■ **À faire**
(1) Résumez en deux phrases la chronique ci-dessous sur « Les contes défaits ».
(2) Prolongez la chronique sur « Les contes défaits » après son dernier paragraphe.

■ **Texte fourni**
Quand je suis allée aux Journées nationales du livre et du vin de Saumur le 13 mars dernier, j'avais un objectif bien précis : faire la rencontre de Mathieu MENEGAUX. J'avais tellement lu de chroniques exaltées par la qualité et la puissance de son écriture, il m'était devenu impossible de le laisser passer à quelques dizaines de kilomètres de chez moi.
Il y a eu un premier passage devant sa table, personne, puis un deuxième, toujours personne. Je me suis dit qu'il arriverait plus tard et me suis laissée porter par le flux des visiteurs au Dome. Le pas un brin lymphatique (oui, ça peut m'arriver !), les yeux survolant les tables l'espace, le regard fixe quand même sur les couvertures des livres, leurs titres et les noms des auteurs (je ne suis quand même pas tout à fait déconnectée !), je me laisse interpeller par une femme qui me vante succinctement la prose de l'auteur d'un premier roman, Oscar LALO. Depuis que vous me suivez, vous savez certainement que les premiers romans me fascinent, n'est-ce pas les 68 premières fois ? Elle m'évoque un itinéraire douloureux et la voie de la résilience. Là, ça y est, je suis prise au piège, je le sens. Je suis consentante et me laisse séduire !
"Les contes défaits", c'est le titre du roman.
Le narrateur et son frère prennent le train. La séparation avec les parents est traumatisante. Le coeur serré, ils s'en vont vers le home d'enfants. Pendant tout l'été, ils vont y passer leurs vacances. Les parents leur vantent le mérite qu'ils ont, eux, de pouvoir faire leurs valises et s'offrir de nouveaux horizons. Mais les enfants, eux, savent ce qu'ils vont y vivre. Tous les ans, ils s'y retrouvent, et tous les ans, ce sont les mêmes actes terribles qu'ils y subissent. Bienvenue au camp des menaces et "baisers trompettes".
Oscar LALO, pour un premier roman, n'a pas choisi un sujet simple, c'est certain. Mais il a su mettre les mots sur des actes ignobles qui marqueront à jamais la vie de jeunes garçons.
Il décrit la vie quotidienne au home d'enfants qui aurait pu être un petit coin de paradis mais se révèle, en réalité, être un lieu d'enfermement où les prédateurs ont leurs proies à leur merci. Sous couvert de payer cher ces vacances, Madame la Directrice et son mari mettent en place une stratégie machiavélique et aveuglent les familles.
Le home nous apprit très tôt que si l'argent ne fait pas le bonheur, il étouffe le malheur. P. 47
Oscar LALO use de phrases courtes mais ô combien percutantes. Elles sont cinglantes comme le fouet et permettent en quelques mots de prendre conscience de la gravité des faits.
Oscar LALO, c'est un magicien des mots, il arrive à décrire des silences, exprimer un profond sentiment de solitude et traduire des moments d'errements aussi. Il instille une tension extrême avec la description minutieuses des instants qui précèdent le passage à l'acte, l'installation de l'homme sur le lit et son étalement progressif pour maîtriser parfaitement sa victime.

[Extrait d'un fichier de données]
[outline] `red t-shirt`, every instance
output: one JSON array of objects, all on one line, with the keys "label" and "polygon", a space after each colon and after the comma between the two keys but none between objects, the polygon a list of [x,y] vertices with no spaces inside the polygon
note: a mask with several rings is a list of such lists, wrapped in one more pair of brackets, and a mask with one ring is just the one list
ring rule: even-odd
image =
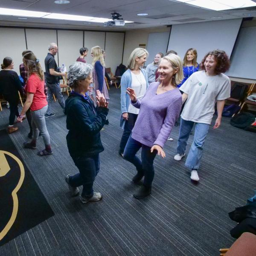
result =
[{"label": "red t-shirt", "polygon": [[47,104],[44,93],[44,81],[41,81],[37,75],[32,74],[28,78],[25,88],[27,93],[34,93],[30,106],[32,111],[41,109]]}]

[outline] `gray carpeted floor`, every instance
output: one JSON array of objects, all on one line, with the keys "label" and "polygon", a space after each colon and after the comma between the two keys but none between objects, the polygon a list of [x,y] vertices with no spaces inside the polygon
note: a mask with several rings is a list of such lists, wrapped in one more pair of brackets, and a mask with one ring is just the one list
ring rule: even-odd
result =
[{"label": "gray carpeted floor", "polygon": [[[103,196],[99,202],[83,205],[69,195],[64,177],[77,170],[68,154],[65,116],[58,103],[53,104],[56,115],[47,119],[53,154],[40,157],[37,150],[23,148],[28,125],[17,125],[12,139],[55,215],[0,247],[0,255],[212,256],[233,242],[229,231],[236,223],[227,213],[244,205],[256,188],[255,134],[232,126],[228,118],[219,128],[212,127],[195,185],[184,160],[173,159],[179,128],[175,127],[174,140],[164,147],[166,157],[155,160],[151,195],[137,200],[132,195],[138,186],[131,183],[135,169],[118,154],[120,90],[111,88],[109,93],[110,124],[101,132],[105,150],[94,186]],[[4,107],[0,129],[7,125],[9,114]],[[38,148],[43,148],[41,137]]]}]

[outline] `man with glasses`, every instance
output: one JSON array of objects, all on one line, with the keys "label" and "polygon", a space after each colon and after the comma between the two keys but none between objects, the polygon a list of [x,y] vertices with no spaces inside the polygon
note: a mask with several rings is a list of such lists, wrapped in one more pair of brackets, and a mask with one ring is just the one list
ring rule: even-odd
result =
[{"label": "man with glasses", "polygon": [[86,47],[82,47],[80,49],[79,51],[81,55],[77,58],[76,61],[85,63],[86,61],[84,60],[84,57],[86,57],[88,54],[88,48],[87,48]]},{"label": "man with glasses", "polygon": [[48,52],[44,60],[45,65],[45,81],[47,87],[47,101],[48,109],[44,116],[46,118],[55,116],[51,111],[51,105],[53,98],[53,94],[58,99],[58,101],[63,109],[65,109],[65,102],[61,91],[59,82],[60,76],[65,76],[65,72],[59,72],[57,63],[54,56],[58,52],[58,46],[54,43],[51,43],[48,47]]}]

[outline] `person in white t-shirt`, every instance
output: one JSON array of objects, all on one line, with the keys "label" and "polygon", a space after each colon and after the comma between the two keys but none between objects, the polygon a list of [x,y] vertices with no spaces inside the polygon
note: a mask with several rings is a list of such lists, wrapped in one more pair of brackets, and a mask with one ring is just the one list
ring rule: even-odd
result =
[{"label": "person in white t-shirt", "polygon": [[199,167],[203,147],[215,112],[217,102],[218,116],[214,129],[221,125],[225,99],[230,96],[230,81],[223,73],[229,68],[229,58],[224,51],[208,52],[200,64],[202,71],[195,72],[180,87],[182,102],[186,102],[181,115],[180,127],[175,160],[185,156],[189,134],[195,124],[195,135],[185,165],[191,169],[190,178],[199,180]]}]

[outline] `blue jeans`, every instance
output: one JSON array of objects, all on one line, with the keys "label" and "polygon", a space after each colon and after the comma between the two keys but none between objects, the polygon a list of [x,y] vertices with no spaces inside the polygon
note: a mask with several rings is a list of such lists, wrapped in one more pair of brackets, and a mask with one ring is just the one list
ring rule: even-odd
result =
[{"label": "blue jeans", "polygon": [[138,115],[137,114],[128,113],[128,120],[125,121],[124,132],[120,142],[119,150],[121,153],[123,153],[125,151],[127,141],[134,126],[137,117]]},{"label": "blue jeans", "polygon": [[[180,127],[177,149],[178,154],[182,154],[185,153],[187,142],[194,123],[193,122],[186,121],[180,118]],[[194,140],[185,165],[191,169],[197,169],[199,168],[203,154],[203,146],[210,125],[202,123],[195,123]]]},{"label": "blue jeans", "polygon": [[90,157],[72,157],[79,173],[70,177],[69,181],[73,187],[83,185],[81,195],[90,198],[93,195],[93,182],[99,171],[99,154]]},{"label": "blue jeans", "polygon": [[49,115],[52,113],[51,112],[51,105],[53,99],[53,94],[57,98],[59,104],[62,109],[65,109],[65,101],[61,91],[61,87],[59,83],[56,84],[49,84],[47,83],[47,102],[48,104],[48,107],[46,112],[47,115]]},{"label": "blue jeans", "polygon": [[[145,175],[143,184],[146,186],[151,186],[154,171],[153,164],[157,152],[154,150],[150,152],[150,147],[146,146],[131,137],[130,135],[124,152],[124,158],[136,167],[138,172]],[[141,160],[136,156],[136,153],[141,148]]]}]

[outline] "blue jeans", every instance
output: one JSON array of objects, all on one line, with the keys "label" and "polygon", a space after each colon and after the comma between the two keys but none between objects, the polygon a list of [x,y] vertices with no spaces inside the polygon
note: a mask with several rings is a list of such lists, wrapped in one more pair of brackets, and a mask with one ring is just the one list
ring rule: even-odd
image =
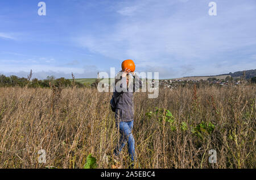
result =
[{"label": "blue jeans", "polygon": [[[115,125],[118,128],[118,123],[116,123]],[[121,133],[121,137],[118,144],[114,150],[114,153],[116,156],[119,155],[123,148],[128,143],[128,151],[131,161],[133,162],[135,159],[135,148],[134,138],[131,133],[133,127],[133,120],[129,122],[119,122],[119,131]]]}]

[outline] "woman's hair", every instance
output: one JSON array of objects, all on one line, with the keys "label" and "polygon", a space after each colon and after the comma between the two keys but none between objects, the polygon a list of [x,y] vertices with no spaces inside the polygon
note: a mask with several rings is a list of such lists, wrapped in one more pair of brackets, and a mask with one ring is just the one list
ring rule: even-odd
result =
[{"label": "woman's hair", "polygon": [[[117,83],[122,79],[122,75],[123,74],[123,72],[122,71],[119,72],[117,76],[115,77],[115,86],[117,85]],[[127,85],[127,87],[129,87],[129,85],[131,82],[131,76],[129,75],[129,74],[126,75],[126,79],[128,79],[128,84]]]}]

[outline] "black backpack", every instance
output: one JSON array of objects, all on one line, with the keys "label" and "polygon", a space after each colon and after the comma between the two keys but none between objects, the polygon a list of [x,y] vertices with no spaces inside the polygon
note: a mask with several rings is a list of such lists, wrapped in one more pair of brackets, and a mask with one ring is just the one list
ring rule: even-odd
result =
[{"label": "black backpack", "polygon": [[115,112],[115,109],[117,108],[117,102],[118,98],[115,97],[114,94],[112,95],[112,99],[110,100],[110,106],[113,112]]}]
* * *
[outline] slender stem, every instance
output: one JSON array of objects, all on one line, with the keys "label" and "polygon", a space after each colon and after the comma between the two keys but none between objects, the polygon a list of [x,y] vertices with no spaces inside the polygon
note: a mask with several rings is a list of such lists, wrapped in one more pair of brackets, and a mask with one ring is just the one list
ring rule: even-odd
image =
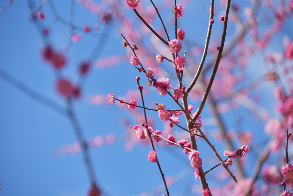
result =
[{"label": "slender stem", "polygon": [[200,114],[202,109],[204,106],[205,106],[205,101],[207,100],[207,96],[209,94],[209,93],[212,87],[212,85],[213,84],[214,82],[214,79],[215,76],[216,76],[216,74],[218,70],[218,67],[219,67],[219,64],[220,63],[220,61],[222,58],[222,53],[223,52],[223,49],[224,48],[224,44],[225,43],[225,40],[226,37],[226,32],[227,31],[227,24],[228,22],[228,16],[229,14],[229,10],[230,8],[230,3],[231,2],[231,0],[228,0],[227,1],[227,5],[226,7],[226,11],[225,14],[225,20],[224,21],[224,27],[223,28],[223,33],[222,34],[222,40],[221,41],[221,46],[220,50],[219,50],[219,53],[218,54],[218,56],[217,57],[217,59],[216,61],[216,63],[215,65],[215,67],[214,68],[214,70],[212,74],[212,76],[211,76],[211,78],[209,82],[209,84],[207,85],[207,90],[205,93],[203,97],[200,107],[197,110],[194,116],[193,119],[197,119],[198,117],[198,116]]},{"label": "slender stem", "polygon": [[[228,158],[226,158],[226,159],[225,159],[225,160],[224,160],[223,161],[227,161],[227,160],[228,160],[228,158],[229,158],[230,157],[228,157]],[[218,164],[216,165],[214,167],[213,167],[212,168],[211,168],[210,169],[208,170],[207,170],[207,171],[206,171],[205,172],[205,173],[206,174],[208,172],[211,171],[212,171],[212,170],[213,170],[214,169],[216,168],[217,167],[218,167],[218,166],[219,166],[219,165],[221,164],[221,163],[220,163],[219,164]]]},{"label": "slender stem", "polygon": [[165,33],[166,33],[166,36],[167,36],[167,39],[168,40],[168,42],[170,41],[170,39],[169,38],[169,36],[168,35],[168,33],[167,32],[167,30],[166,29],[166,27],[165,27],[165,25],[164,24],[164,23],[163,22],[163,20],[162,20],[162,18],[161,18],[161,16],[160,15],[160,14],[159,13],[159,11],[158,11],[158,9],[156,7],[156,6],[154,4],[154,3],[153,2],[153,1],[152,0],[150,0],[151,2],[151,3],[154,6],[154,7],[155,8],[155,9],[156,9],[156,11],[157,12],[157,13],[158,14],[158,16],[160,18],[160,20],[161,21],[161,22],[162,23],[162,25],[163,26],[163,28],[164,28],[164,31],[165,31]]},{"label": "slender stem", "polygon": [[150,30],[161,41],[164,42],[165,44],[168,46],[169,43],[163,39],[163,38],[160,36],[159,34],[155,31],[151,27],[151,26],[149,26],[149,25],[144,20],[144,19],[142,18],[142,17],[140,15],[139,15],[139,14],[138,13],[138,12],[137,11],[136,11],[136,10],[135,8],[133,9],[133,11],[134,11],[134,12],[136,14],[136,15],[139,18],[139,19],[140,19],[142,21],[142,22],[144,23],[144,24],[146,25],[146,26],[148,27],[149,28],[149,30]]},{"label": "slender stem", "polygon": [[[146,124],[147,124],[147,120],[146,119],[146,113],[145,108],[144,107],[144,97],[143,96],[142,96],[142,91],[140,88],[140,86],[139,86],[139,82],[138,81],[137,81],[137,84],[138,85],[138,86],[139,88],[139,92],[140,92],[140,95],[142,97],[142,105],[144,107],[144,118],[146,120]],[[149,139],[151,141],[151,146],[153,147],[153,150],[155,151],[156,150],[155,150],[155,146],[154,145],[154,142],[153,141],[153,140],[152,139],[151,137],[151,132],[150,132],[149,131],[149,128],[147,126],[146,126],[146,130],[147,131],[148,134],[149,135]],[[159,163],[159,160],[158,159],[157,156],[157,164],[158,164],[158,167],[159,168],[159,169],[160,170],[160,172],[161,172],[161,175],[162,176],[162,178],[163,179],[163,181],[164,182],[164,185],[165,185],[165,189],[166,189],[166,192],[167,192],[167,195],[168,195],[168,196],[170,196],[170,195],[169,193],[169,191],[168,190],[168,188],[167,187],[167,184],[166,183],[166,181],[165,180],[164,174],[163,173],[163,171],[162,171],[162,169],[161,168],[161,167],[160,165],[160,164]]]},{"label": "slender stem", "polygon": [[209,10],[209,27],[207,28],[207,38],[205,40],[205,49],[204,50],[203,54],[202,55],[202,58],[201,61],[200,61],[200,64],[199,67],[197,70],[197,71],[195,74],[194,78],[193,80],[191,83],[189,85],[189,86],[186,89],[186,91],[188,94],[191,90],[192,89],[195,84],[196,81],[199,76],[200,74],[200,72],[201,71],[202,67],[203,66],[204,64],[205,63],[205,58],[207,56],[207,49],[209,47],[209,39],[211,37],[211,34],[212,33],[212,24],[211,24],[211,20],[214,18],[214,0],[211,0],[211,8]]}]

■ **Les réponses**
(1) La chronique raconte comment, aux Journées nationales du livre et du vin de Saumur, alors que Mathieu MENEGAUX n'était pas à sa table, une femme a présenté avec conviction « Les contes défaits », premier roman d'Oscar LALO. Ce roman suit un narrateur et son frère envoyés chaque été dans un home d'enfants où ils subissent des actes ignobles, et la chronique salue les phrases courtes et percutantes de l'auteur ainsi que son art de décrire les silences, la solitude et la tension.

(2)
Mais plus que tout encore, c'est cette description de l'état suivant de l'enfant de déconnexion totale avec son environnement extérieur qui m'a bouleversée.
Quand un enfant avait les yeux dans le vide, c'est que l'homme était passé par lui. P. 82
Le poids des mots aurait pu devenir insoutenable et rendre la lecture totalement inabordable mais là encore, c'est sans compter le talent de l'auteur. Oscar LALO use d'une plume poétique à l'envi pour évoquer l'indicible. Il donne quelques respirations pour rythmer le roman :
Ils ressemblaient tous à des nuages. Mais des nuages d'un genre particulier. De ceux qui ne pleuvent jamais. P. 83
Comment surmonter de tels sévices ? Comment imaginer un avenir serein à des enfants maltraités à ce point ?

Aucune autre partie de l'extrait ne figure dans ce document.